What the task requires
List each line below that contains the word "backrest". Letter case matters.

Source material
________________________

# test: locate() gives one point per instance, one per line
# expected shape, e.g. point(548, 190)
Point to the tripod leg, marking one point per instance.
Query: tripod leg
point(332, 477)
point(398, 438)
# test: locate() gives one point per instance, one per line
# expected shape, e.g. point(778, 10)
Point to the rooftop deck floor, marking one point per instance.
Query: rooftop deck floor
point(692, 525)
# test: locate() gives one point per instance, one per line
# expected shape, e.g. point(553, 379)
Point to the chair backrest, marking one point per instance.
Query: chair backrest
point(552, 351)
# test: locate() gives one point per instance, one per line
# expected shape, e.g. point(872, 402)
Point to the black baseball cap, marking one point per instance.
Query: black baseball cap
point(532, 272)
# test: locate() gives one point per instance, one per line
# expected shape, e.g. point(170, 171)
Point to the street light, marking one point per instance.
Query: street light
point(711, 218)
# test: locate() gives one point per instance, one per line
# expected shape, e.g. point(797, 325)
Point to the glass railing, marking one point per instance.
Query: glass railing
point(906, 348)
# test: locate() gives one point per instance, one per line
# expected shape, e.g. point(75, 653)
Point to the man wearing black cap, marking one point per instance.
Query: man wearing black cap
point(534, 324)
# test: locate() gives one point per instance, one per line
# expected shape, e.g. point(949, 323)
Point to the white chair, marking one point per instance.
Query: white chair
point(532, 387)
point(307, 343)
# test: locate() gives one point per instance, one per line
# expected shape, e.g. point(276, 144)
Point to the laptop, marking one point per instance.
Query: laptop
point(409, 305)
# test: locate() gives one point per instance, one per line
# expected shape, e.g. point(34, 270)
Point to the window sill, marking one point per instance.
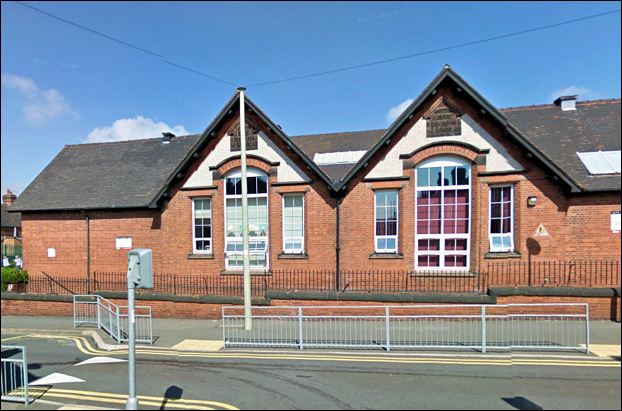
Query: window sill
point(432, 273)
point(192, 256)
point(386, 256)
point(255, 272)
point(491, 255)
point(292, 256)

________________________

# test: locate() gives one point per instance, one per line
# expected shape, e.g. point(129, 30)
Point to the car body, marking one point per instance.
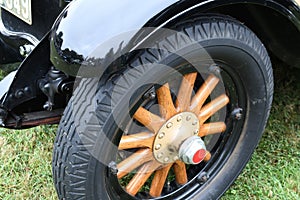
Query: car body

________________________

Task answer
Point to the chair backrest, marking one point per instance.
Query: chair backrest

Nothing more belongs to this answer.